** Start Source data **

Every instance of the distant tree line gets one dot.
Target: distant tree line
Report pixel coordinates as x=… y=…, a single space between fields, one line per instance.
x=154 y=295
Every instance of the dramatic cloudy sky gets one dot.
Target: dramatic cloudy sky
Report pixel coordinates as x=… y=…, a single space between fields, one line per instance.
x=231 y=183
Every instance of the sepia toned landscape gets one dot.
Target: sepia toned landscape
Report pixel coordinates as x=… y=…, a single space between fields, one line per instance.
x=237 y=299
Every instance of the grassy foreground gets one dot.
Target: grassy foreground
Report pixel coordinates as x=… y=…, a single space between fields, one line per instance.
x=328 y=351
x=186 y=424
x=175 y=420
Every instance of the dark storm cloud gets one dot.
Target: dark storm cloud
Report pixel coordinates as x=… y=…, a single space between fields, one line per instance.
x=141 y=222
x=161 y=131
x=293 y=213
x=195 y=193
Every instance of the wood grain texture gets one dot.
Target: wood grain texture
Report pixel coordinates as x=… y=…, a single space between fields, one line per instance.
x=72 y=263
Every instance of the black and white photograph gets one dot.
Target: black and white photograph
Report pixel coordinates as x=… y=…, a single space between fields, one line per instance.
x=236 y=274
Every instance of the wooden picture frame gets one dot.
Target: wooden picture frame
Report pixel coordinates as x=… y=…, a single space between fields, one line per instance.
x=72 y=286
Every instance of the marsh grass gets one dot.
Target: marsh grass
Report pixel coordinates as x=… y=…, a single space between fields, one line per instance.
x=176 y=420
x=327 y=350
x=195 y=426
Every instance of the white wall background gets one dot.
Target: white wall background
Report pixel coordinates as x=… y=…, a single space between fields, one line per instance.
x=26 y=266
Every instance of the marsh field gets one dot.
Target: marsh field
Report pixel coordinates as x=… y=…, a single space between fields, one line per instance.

** End Source data **

What is expected: Copy out the items again, starting at the line with "Every instance of the marsh grass" and ending with the last item, including the requests. Scale every coordinate in the answers by 0.75 and round to whole numbers, with halves going up.

Task solution:
Every instance of the marsh grass gets one dot.
Target: marsh grass
Report pixel coordinates as x=… y=…, a single space between fields, one line per instance.
x=132 y=315
x=245 y=263
x=146 y=320
Every instance of the white wall background gets one dot.
Target: white wall background
Report pixel coordinates as x=… y=…, a single space between fields, one line per instance.
x=20 y=200
Every instance of the marsh field gets one dot.
Target: marsh field
Report pixel coordinates as x=… y=…, a single space between fields, one line per instance.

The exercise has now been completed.